__WHAT TO DO__:
**a)** According to the Alport Syndrome text, what share of Alport Syndrome cases does X-linked Alport Syndrome account for?
**b)** Rewrite the Alport Syndrome text starting with "X-linked Alport Syndrome accounts" and going on through "performed when available.", replacing "biopsies" with "tissue samples".
**c)** Summarize the Alport Syndrome text in two sentences.

__EXERCISE TEXT__:
A novel method to diagnose X-linked Alport Syndrome has been developed and validated in a recent study by Andrew Malone, MBBCh, Steven Funk, PhD, Tarek Alhamad, MD and Jeffrey Miner, PhD, in the Division of Nephrology.
Alport syndrome is an inherited disease characterized by a progressive loss of kidney function, hearing loss and eye abnormalities, and is caused by genetic mutations affecting the type IV collagen family of proteins in basement membranes.
X-linked Alport Syndrome accounts for 80% to 85% of the cases and results from mutations of the collagen α5(IV) protein (COL4A5 gene). Diagnosis is generally made by looking for morphological changes or the presence or absence of α5(IV) protein in skin or kidney biopsies. Genetic testing can also be performed when available.
Because the epidermal basement membrane is continuous with the hair follicle basement membrane, a normal hair follicle should retain part of the basement membrane from the skin from which it was “plucked”. Since patients with X-linked Alport Syndrome exhibit abnormal staining of the α5(IV) protein in the skin, the group reasoned that analysis of this protein in plucked hair follicles could be a simple, non-invasive method to screen for the disease.
Plucked hairs from controls and members of a family diagnosed with X-linked Alport Syndrome were briefly incubated with fluorochrome-conjugated anti-collagen IV antibodies. The hairs were then whole-mounted for confocal immunofluorescence microscopy of the follicles. Follicles of the affected family members had reduced α5(IV) protein compared to the controls or family members without Alport Syndrome.
This non-invasive assay was used to study a novel splice region mutation in COL4A5 in an Alport Syndrome affected family. The mutation causes truncation of the collagen α5(IV) protein. They found that the splice region variant is a pathogenic mutation that leads to expression of mostly abnormal transcripts, but also some normal transcripts, which would explain the variable phenotypes seen in the family members carrying the mutation.
First author Andrew Malone says, “In certain patients, hair follicle testing has the potential to be a useful non-invasive test for Alports that avoids the costs and risks associated with procedures such as kidney and skin biopsy.”

__STUDY MATERIAL__:
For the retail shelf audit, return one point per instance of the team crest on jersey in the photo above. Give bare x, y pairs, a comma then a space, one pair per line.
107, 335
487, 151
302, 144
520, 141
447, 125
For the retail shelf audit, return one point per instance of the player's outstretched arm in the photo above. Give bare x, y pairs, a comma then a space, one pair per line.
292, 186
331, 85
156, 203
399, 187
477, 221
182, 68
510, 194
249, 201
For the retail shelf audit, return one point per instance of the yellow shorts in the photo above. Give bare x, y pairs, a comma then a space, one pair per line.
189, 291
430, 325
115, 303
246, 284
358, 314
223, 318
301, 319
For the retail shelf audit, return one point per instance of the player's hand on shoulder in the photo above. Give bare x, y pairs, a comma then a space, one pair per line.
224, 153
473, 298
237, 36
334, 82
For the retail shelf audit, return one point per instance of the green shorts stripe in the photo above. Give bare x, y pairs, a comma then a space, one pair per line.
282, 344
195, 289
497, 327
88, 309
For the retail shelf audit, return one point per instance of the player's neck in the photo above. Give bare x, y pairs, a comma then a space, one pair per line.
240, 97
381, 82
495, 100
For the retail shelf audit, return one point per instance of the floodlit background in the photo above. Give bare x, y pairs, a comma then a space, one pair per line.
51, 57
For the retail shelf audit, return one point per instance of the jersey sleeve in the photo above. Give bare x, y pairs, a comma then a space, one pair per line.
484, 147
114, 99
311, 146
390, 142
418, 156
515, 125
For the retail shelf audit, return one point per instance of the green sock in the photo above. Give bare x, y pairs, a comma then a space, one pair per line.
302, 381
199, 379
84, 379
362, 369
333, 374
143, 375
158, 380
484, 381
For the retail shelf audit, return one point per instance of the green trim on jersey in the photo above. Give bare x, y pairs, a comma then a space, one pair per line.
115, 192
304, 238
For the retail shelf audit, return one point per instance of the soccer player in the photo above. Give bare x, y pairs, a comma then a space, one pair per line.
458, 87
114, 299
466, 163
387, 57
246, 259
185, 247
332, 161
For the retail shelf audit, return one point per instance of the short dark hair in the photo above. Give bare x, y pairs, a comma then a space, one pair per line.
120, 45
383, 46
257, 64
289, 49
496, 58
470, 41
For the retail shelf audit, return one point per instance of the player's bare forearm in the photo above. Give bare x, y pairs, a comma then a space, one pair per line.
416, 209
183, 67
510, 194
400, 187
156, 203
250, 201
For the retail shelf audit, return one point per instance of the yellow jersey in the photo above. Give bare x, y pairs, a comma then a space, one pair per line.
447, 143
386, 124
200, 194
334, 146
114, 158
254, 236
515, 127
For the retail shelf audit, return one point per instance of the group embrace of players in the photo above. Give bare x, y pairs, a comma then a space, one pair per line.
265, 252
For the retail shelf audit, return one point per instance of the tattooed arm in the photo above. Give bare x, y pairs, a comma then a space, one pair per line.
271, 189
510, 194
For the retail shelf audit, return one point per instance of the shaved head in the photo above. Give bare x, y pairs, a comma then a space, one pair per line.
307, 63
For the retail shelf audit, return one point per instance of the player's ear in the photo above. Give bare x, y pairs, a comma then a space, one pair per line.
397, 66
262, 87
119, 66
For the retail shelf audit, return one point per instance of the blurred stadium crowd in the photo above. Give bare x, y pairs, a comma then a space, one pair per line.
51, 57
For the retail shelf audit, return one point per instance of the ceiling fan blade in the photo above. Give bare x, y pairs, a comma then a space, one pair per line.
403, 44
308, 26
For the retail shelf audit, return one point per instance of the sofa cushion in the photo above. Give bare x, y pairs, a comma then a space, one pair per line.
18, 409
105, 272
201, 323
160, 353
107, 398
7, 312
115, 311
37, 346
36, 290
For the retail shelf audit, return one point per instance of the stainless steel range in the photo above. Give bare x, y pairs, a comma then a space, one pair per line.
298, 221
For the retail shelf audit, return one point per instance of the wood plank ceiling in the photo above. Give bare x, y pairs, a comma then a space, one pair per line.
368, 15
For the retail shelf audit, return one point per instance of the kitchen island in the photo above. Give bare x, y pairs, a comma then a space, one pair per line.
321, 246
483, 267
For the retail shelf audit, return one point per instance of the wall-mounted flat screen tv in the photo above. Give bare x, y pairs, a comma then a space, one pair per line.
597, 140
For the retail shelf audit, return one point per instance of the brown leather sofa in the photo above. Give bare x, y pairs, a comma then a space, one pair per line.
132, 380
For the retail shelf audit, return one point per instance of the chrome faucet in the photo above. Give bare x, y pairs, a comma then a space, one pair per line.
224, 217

__SOLVED TASKS__:
**a)** 80% to 85% of cases.

**b)**
X-linked Alport Syndrome accounts for 80% to 85% of the cases and results from mutations of the collagen α5(IV) protein (COL4A5 gene). Diagnosis is generally made by looking for morphological changes or the presence or absence of α5(IV) protein in skin or kidney tissue samples. Genetic testing can also be performed when available.

**c)** Researchers in the Division of Nephrology developed and validated a new way to diagnose X-linked Alport Syndrome, which results from mutations of the COL4A5 gene. They examined plucked hair follicles with anti-collagen IV antibodies, found reduced α5(IV) protein in affected family members, and used the non-invasive assay to study a novel splice region mutation in COL4A5.